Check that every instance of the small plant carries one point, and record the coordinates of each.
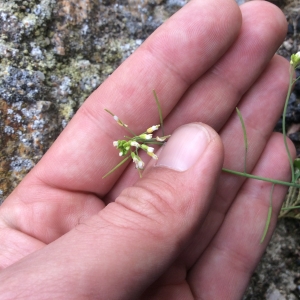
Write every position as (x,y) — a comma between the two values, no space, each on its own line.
(130,147)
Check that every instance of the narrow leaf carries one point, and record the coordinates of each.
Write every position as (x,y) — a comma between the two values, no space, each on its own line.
(245,138)
(269,216)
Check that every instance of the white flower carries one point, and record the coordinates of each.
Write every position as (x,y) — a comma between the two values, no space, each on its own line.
(162,138)
(135,144)
(139,164)
(150,149)
(295,60)
(153,128)
(154,156)
(145,136)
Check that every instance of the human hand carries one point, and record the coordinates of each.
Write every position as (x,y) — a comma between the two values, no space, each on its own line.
(174,234)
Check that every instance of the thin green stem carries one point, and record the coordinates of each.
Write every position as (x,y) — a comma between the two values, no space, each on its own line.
(268,217)
(121,123)
(284,123)
(245,138)
(290,207)
(261,178)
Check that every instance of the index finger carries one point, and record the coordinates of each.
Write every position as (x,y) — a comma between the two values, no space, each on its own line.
(174,57)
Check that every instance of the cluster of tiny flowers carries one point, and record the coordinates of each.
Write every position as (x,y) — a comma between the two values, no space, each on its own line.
(138,142)
(295,60)
(125,146)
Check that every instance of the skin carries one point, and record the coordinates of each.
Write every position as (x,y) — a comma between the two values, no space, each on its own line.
(65,233)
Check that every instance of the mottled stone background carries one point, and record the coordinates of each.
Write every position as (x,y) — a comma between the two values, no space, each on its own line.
(53,54)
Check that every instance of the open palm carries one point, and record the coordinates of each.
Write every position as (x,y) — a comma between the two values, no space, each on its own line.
(190,233)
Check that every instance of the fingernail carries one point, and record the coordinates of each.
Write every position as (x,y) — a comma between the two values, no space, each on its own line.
(185,147)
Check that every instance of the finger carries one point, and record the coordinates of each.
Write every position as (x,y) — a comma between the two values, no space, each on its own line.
(214,96)
(169,61)
(261,107)
(130,242)
(71,172)
(230,259)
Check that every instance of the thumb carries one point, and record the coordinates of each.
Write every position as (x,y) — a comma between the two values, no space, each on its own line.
(118,253)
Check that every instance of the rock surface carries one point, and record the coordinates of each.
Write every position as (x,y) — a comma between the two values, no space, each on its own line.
(54,53)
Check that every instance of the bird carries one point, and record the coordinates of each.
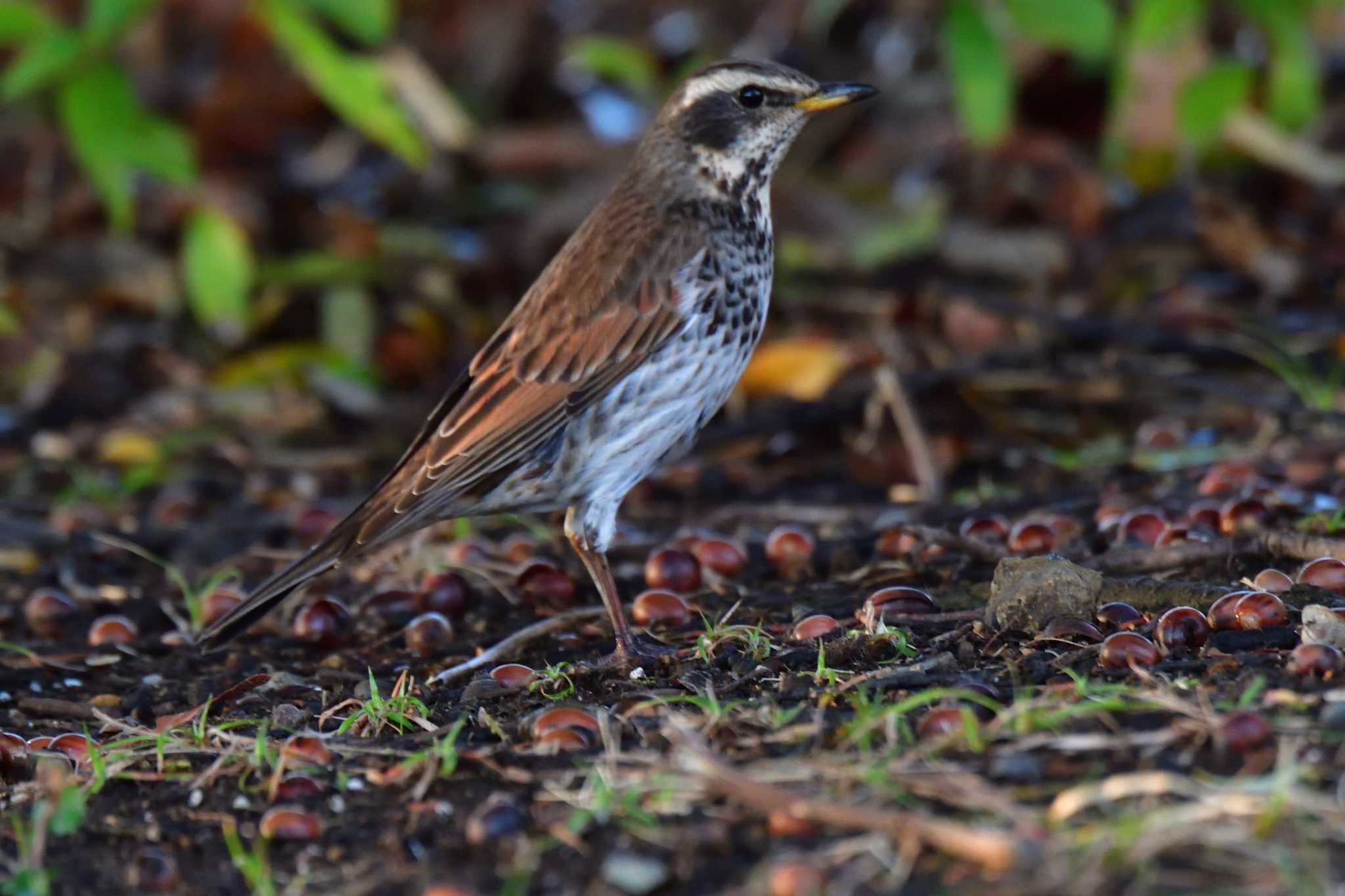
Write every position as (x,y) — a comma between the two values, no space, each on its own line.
(628,341)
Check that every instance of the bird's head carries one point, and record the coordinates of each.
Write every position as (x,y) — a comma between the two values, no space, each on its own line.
(736,120)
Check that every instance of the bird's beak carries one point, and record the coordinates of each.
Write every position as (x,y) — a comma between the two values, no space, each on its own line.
(833,96)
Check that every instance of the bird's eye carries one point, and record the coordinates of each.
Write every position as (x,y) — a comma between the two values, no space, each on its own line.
(751,97)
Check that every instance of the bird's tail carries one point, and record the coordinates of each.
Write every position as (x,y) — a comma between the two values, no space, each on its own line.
(319,559)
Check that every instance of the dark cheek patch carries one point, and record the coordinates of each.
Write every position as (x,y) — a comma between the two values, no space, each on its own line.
(713,121)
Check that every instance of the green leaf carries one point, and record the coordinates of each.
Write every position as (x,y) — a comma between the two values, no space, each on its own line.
(163,150)
(112,136)
(353,85)
(318,269)
(218,270)
(105,20)
(95,108)
(349,323)
(982,81)
(1082,27)
(617,60)
(46,60)
(22,20)
(370,22)
(1208,100)
(1293,89)
(1155,22)
(1294,96)
(69,813)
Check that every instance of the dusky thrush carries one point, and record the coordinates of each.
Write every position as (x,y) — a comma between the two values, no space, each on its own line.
(626,345)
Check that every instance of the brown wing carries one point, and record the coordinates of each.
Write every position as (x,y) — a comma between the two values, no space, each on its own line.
(576,333)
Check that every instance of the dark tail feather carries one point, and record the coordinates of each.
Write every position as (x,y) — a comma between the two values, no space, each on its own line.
(269,593)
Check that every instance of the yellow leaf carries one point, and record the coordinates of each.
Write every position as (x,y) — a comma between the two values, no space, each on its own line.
(128,448)
(802,368)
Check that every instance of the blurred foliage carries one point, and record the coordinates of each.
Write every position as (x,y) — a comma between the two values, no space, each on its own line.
(979,41)
(110,133)
(115,137)
(218,269)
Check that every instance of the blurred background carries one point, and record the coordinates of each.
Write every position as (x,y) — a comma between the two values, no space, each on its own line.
(245,244)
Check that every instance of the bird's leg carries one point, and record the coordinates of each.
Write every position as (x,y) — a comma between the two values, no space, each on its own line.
(630,652)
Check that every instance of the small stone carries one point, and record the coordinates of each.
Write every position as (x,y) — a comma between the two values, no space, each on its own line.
(1028,593)
(1017,767)
(287,715)
(1321,625)
(634,874)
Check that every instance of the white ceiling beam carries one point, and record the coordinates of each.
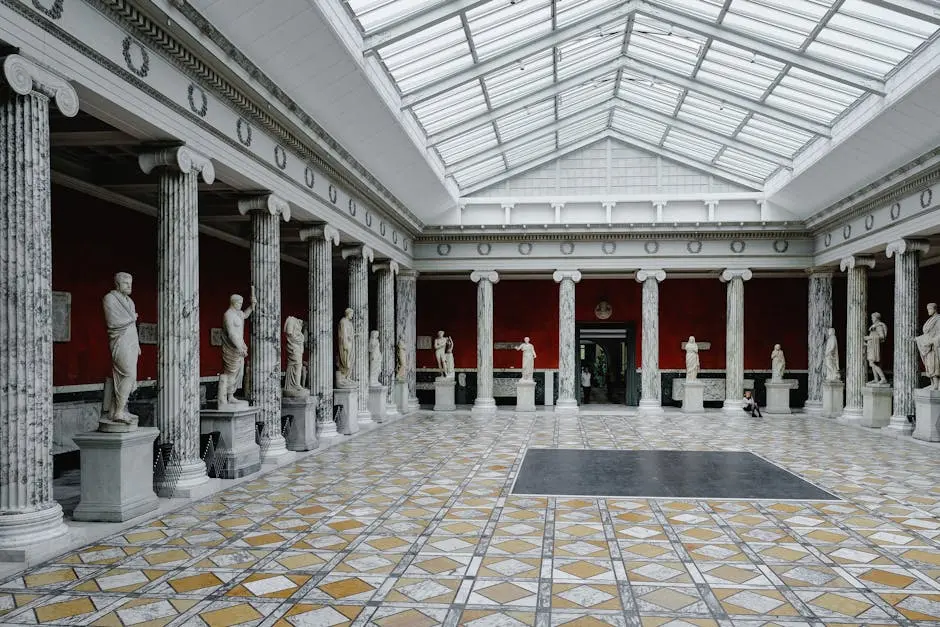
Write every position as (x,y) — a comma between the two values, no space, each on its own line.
(415,23)
(555,154)
(525,138)
(729,97)
(507,58)
(692,162)
(546,93)
(705,133)
(654,9)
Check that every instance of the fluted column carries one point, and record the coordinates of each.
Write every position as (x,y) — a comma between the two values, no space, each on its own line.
(266,213)
(320,241)
(484,403)
(385,318)
(406,326)
(28,513)
(177,413)
(650,395)
(567,351)
(907,254)
(358,259)
(734,344)
(820,321)
(856,327)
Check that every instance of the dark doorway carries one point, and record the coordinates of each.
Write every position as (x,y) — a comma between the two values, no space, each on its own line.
(608,349)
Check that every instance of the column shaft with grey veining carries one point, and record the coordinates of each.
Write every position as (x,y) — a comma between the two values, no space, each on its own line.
(484,403)
(567,351)
(358,258)
(651,395)
(28,512)
(820,321)
(906,364)
(856,328)
(320,241)
(406,326)
(734,346)
(264,348)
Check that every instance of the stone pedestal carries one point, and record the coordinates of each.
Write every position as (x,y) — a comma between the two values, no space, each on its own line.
(693,397)
(927,406)
(778,397)
(876,406)
(236,453)
(833,399)
(525,396)
(444,394)
(348,421)
(302,434)
(377,402)
(117,475)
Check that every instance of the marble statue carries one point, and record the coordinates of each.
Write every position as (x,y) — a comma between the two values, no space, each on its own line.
(928,345)
(778,364)
(375,358)
(294,373)
(120,315)
(877,333)
(401,362)
(345,355)
(234,349)
(528,360)
(831,357)
(691,360)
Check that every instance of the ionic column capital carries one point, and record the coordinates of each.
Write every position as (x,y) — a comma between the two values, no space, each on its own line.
(561,275)
(25,76)
(484,275)
(856,261)
(642,275)
(906,246)
(275,205)
(182,158)
(744,274)
(327,232)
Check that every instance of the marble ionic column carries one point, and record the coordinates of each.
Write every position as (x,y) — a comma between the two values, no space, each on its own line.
(651,395)
(358,259)
(856,328)
(264,349)
(907,254)
(406,326)
(820,321)
(734,344)
(385,309)
(177,412)
(320,241)
(567,351)
(28,513)
(484,403)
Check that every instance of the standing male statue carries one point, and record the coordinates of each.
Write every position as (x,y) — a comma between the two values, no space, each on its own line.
(120,315)
(234,349)
(877,333)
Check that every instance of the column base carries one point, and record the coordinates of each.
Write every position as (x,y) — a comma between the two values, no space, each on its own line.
(22,534)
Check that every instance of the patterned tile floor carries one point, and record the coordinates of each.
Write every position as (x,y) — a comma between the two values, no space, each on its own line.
(414,525)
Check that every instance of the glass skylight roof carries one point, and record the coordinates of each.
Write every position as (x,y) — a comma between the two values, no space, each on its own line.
(735,87)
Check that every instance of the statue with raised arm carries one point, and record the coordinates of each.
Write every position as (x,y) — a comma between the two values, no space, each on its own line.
(120,315)
(294,373)
(234,349)
(345,355)
(831,357)
(778,364)
(528,360)
(877,333)
(928,345)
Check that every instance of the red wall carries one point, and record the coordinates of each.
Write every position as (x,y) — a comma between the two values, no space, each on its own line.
(93,239)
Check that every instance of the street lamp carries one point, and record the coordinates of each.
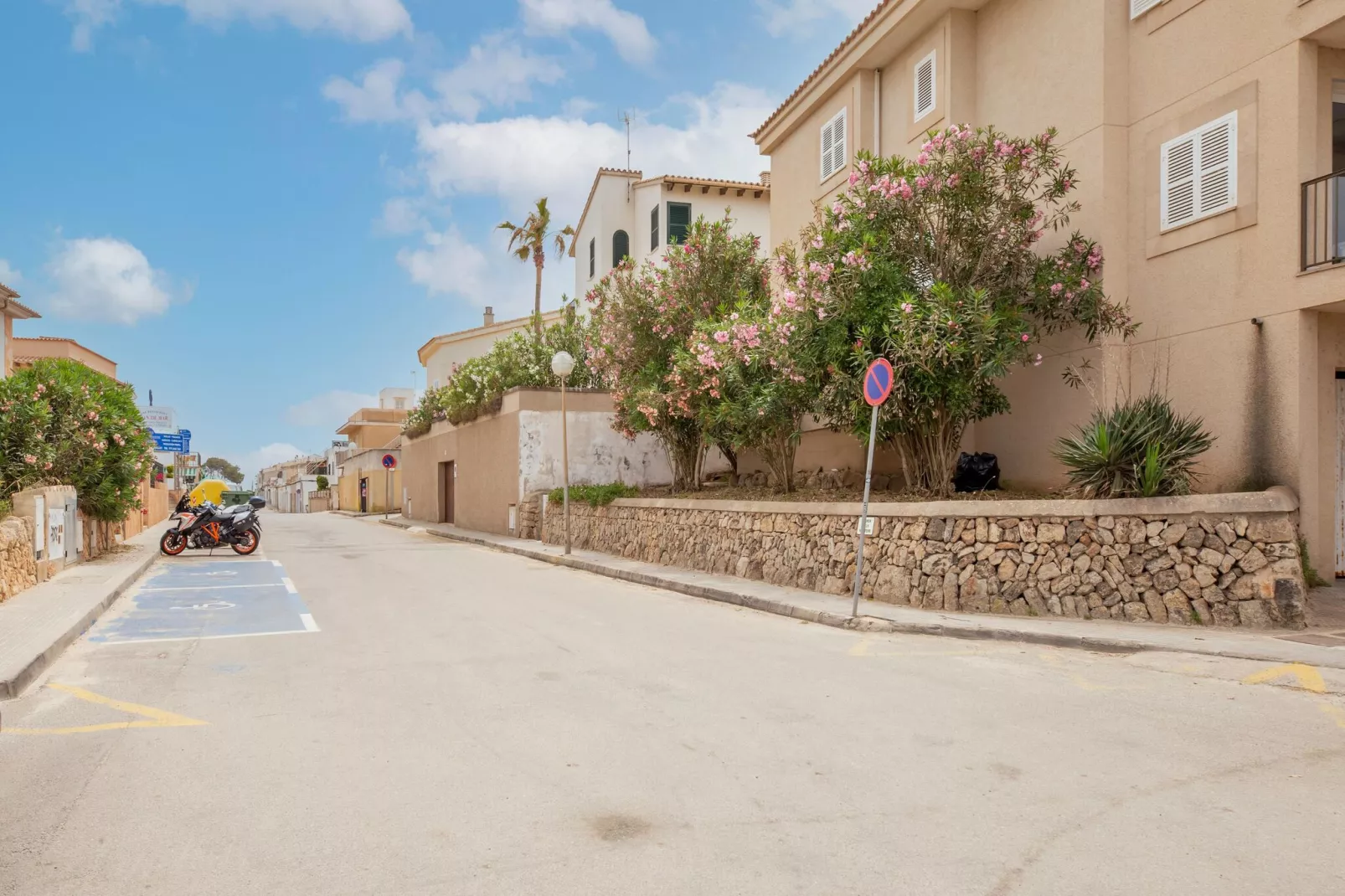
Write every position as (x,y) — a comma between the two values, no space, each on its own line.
(563,365)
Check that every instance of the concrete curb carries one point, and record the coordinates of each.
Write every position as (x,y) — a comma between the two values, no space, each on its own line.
(967,631)
(13,687)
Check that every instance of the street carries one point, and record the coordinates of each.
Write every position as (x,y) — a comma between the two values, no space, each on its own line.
(393,713)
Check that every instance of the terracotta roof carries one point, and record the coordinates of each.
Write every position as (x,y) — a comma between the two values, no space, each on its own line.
(477,332)
(850,38)
(621,173)
(719,182)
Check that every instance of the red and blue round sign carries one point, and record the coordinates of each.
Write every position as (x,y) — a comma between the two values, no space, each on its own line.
(877,383)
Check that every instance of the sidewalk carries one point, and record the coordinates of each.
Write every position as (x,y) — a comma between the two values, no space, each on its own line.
(829,610)
(39,623)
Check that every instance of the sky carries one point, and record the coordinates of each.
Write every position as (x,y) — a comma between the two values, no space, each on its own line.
(261,209)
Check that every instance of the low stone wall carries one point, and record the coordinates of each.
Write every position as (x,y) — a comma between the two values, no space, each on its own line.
(18,565)
(1214,560)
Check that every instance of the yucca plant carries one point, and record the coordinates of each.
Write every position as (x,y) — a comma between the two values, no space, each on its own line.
(1136,448)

==*==

### WHAT IS REQUIRED
Each line of the data that has the string "blurred" should be returned.

### ANSWER AREA
Check that every instance of the blurred foliage carries one point, and record the coordinates of each.
Check that every instance of the blurred background carries one point, and record the coordinates of each.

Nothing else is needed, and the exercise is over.